• [Try it]:
Transcribe the entries below exactly as they appear.

• [Extracted records]:
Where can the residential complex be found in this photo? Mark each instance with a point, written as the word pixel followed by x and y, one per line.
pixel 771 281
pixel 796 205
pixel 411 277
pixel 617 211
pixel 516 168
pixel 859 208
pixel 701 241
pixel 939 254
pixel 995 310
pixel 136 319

• [Written response]:
Where can the residential complex be found in this photo? Mark each instance with a point, written as the word pixel followed by x and y, one per line.
pixel 771 281
pixel 796 205
pixel 411 277
pixel 617 211
pixel 516 168
pixel 859 208
pixel 701 241
pixel 939 254
pixel 995 310
pixel 136 319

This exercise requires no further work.